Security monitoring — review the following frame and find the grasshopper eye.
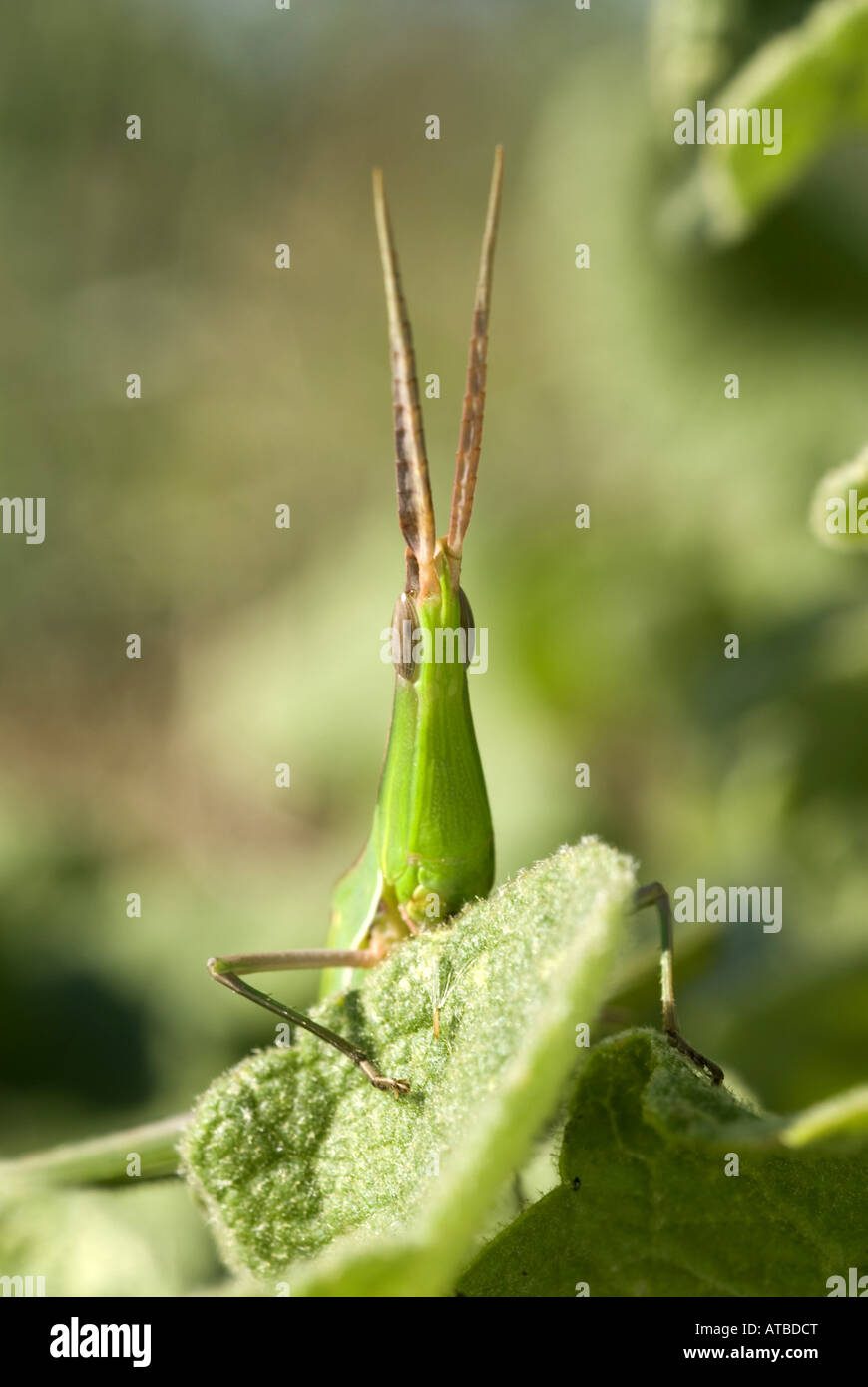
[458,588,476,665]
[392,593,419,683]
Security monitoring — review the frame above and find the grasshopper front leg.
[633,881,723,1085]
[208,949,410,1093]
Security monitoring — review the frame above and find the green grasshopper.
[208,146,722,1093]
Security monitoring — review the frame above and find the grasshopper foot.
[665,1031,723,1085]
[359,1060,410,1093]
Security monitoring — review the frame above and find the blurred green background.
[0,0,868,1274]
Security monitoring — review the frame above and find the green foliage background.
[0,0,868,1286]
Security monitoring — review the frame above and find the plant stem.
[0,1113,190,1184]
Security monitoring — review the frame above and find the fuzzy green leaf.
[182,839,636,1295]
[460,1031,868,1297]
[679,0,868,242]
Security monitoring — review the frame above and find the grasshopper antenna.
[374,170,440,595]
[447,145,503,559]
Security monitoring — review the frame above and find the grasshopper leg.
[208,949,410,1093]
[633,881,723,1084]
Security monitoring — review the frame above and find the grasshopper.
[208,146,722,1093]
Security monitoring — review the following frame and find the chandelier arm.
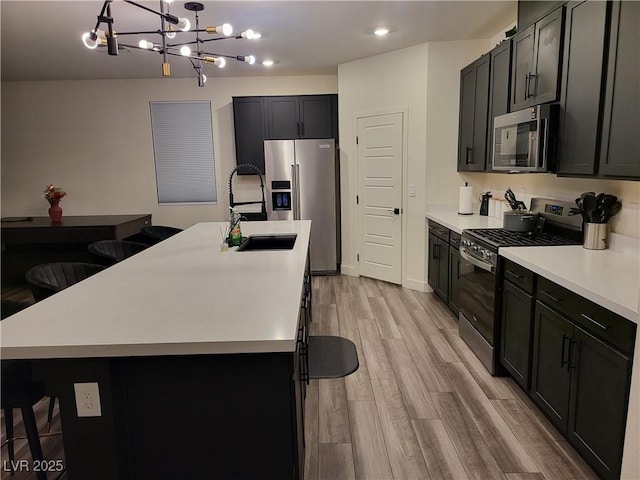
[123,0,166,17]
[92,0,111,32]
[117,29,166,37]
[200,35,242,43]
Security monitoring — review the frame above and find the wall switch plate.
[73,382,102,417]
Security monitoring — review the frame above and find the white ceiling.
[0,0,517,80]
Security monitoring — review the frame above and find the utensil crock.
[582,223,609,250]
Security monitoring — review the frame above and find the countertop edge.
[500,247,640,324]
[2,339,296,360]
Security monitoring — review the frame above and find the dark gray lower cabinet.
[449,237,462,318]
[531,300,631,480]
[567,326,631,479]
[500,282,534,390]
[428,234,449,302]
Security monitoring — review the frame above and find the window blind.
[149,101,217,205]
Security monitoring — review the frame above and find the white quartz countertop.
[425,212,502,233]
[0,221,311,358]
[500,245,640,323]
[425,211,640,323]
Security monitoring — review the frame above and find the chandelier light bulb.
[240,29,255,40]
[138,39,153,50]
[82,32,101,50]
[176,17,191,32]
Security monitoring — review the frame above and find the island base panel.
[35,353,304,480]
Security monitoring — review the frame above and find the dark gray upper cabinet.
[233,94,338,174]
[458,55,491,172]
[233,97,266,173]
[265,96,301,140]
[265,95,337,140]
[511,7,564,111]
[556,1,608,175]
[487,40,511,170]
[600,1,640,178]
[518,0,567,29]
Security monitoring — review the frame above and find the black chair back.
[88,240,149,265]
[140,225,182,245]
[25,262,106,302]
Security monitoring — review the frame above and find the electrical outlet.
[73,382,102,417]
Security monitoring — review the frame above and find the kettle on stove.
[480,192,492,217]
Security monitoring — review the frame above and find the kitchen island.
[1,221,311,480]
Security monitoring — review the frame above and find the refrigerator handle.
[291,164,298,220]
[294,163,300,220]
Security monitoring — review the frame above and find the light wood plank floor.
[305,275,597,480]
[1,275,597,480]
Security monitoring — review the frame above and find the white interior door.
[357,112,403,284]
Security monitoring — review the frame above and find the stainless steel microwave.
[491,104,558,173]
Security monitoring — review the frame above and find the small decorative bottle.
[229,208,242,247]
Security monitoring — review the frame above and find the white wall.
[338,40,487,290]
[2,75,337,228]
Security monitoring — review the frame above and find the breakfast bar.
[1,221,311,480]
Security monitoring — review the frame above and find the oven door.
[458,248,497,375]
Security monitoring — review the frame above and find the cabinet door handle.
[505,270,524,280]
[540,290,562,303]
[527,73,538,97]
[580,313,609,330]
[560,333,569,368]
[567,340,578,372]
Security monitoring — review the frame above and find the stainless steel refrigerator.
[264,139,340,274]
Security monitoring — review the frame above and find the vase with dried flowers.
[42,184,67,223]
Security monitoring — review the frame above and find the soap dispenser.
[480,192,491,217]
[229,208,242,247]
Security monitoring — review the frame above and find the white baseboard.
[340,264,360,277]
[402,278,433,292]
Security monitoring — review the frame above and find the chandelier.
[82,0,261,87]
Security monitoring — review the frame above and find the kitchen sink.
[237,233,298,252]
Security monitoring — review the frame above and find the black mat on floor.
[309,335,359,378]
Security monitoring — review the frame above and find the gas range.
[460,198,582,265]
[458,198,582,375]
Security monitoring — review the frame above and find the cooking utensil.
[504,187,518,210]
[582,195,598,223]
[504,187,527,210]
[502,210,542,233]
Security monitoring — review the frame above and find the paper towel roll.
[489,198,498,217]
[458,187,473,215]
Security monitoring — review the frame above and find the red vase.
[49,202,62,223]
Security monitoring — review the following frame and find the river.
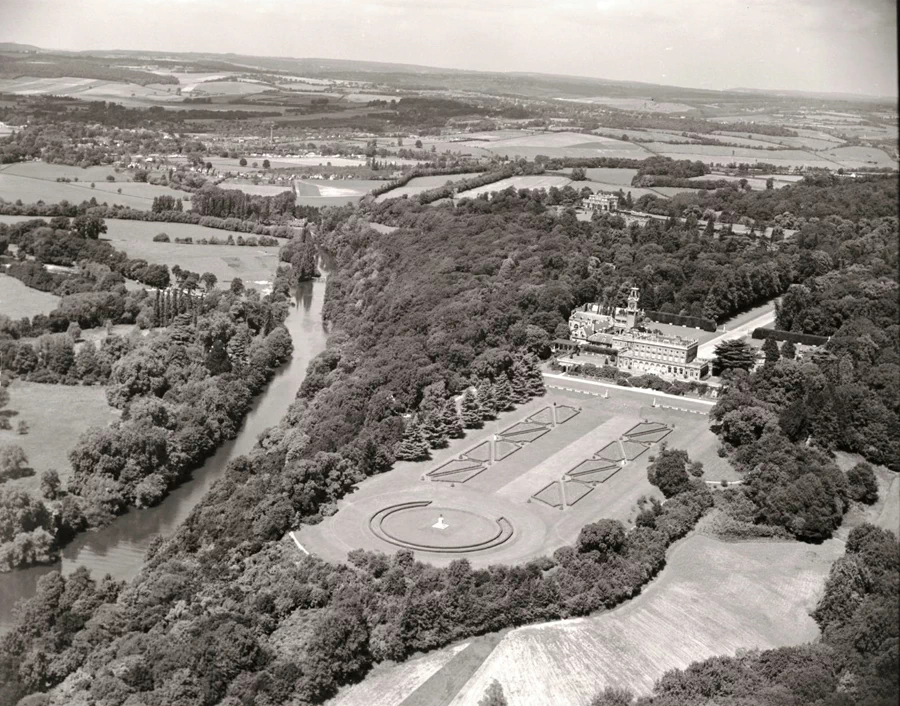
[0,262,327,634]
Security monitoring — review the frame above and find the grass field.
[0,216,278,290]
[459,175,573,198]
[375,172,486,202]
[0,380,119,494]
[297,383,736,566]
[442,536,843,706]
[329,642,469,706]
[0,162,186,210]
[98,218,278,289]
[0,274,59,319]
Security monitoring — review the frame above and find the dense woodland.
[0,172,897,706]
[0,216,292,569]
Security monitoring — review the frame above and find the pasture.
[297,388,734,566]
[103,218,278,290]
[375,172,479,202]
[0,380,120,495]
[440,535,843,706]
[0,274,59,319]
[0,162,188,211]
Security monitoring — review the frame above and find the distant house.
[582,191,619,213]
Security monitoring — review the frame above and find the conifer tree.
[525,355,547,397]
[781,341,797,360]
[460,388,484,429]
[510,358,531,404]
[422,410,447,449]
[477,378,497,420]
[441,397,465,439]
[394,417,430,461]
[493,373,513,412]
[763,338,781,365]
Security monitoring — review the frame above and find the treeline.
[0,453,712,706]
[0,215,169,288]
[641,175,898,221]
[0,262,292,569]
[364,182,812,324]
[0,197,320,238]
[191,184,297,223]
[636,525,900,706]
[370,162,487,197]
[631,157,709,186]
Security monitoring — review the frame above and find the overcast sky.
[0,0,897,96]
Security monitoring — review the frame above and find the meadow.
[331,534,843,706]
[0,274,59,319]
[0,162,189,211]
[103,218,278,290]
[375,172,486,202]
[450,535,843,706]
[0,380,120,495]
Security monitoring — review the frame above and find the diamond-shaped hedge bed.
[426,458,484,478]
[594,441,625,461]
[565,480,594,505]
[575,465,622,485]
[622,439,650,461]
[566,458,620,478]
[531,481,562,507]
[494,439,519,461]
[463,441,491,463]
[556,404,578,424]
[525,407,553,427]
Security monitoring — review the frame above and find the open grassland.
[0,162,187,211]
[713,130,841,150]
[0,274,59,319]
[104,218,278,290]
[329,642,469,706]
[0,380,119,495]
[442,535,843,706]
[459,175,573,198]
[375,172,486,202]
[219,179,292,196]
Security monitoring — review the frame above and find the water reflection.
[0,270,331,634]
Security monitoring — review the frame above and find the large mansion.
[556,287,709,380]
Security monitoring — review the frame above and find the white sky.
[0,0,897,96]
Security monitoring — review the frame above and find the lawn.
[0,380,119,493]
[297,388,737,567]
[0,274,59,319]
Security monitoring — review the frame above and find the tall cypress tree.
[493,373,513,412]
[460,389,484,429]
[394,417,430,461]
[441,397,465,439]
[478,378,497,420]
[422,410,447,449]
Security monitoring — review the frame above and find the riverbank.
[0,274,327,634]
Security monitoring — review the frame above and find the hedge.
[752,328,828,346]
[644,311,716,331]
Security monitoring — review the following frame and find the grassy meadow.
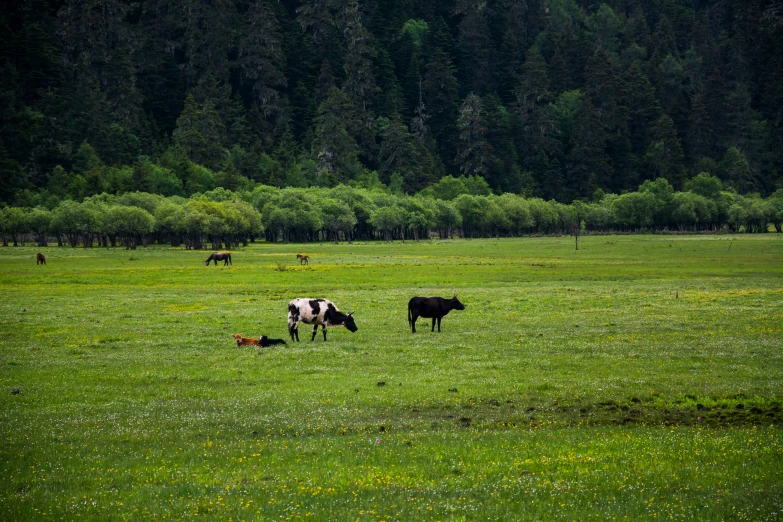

▶ Work to complete
Please format the lines of the listing from the line with "the cooking utensil." to the line with "[49,202,62,223]", both included, as a JSON list of strings with one string per line and blank lines omitted.

▶ Solution to this problem
[
  "Security monitoring — review the frame above and find the cooking utensil.",
  "[504,187,518,210]",
  "[582,195,598,223]",
  "[504,187,527,210]",
  "[502,210,542,233]",
  "Security monitoring — review the frame above and find the paper towel roll.",
  "[489,198,498,217]",
  "[458,187,473,215]",
  "Security monitoring — review the frame above and find the red vase.",
  "[49,202,62,223]"
]